WORK TASK
Please give the whole listing again word for word, and drop any pictures it holds.

PROVIDED DATA
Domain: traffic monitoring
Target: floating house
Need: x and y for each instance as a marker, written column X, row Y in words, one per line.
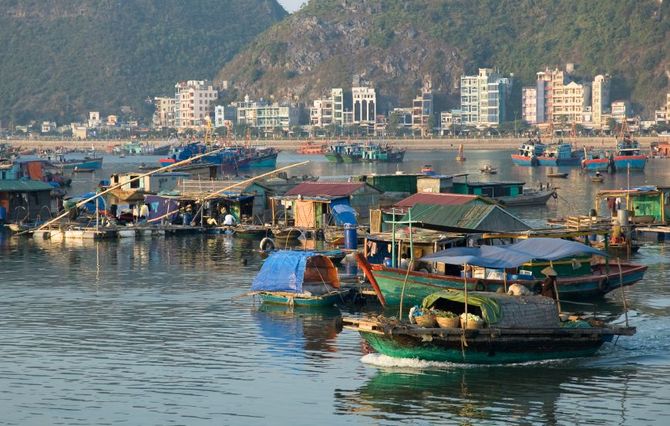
column 23, row 200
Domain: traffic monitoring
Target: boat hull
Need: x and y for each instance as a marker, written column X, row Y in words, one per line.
column 487, row 346
column 419, row 285
column 297, row 300
column 635, row 162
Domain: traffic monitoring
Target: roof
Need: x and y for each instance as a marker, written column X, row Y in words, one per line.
column 24, row 186
column 327, row 189
column 437, row 199
column 468, row 217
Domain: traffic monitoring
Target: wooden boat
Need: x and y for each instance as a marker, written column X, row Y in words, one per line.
column 460, row 156
column 488, row 170
column 298, row 278
column 577, row 278
column 516, row 329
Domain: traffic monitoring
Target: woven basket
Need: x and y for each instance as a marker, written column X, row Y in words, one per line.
column 445, row 322
column 426, row 320
column 472, row 324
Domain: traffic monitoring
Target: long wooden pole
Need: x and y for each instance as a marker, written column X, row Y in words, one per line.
column 120, row 184
column 234, row 185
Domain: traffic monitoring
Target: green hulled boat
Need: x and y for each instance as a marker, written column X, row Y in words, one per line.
column 516, row 329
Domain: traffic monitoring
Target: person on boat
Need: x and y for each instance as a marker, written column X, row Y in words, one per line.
column 549, row 284
column 229, row 220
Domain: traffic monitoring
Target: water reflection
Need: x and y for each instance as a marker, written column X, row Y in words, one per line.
column 541, row 394
column 298, row 331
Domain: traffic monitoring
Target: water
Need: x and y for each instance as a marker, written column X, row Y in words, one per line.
column 156, row 332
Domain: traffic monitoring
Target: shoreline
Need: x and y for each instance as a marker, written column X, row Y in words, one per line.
column 411, row 144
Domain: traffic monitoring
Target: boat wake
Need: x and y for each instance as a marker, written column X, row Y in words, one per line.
column 384, row 361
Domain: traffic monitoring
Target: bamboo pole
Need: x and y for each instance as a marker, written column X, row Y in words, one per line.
column 234, row 185
column 120, row 184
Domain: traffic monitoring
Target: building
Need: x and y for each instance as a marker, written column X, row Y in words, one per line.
column 559, row 99
column 529, row 105
column 164, row 114
column 620, row 110
column 600, row 99
column 194, row 100
column 451, row 121
column 483, row 98
column 266, row 117
column 662, row 116
column 422, row 108
column 364, row 101
column 93, row 119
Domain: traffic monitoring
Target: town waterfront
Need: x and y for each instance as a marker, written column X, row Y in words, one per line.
column 154, row 331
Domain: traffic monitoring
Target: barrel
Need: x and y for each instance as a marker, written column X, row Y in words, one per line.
column 350, row 237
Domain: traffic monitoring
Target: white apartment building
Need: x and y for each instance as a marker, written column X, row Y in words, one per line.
column 529, row 105
column 422, row 108
column 364, row 100
column 600, row 99
column 559, row 99
column 194, row 100
column 164, row 112
column 266, row 117
column 483, row 98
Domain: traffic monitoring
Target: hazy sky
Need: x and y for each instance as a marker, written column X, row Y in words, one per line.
column 291, row 5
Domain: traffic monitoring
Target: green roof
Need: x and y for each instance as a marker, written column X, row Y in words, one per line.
column 466, row 217
column 24, row 186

SOLUTION
Domain: traffic monitoring
Target: floating house
Need: x and y for each instance as a marker, written column X, row Y in words, one per line.
column 23, row 200
Domain: traffic monitoring
Target: boat hull
Need: x and y for each instance as a marker, written column X, row Y in words, one per line.
column 487, row 346
column 419, row 285
column 297, row 300
column 635, row 162
Domain: traffic monitoring
Target: roof
Need: x and y for each instance as a marker, written column X, row Y in words, one per line.
column 24, row 186
column 327, row 189
column 437, row 199
column 468, row 217
Domain: traffic monitoring
Target: wooden boat
Need: x and y for each instance as a marker, written column X, row Y in words, one per line.
column 460, row 156
column 488, row 170
column 298, row 278
column 577, row 278
column 516, row 329
Domain: traffic monitoring
Target: woven basket
Need: x and y for each instance as a marker, written column X, row Y in words, one per line.
column 445, row 322
column 426, row 320
column 472, row 324
Domain: traffic monitoring
Target: long wooden pole
Need: x and y for each instance as a marker, written column X, row Y in words, one per line.
column 120, row 184
column 234, row 185
Domain: traffic monitoring
Target: green hulled boat
Need: x and y for each instance as a marker, written column X, row Y in words, one per line.
column 516, row 329
Domain: traffic monitoring
Target: person on boat
Need: x and y for each instance as a marker, written column X, row Y in words, one per line.
column 549, row 284
column 229, row 220
Domain: traffic monitoring
Target: water reflection
Need: x and y for each instance as a marker, written column X, row Y in words, one per line.
column 541, row 394
column 298, row 331
Domain: traffic monitoring
Target: water
Need: x and y for each instance as a marker, written column X, row Y in words, one per line.
column 156, row 332
Domain: traffic monitoring
Target: shoreline
Need: x and y for each instance as a marker, written column X, row Y in words, one per line.
column 411, row 144
Domain: traffic monitoring
Target: boat wake
Need: x and y for each instance as a marker, written column X, row Y in words, one per line.
column 384, row 361
Domain: traffic monitoring
Target: bamboo pole
Need: x and y for each instance as a marker, written column X, row Y in words, one per line.
column 234, row 185
column 120, row 184
Domain: traffic monitoring
Target: building
Need: x and y for each instance as a marker, written column X, row Y in words, one per line.
column 559, row 99
column 529, row 105
column 164, row 114
column 620, row 110
column 600, row 99
column 194, row 100
column 451, row 121
column 483, row 98
column 266, row 117
column 662, row 116
column 422, row 108
column 364, row 101
column 93, row 119
Domain: traffic monitoring
Target: town waterfront
Need: x and y for each instance as a marker, written column X, row Y in words, one per line.
column 154, row 331
Domain: traffic monitoring
Target: barrel
Need: x and y for each instance as a marker, written column X, row Y in words, one per line.
column 350, row 237
Domain: traffic monitoring
Target: white apartment building
Need: x and y for each instance as a marker, written column X, row Y in words, one per line.
column 529, row 105
column 422, row 108
column 364, row 100
column 600, row 99
column 559, row 99
column 194, row 100
column 164, row 112
column 266, row 117
column 483, row 98
Domain: traffic monitoring
Target: hazy sky
Need: x and y for each instance as a marker, written column X, row Y in words, one per line.
column 291, row 5
Domain: traffic monitoring
Target: green roof
Need: x and y for each instance as a marker, written column X, row Y in words, one per line.
column 466, row 217
column 24, row 186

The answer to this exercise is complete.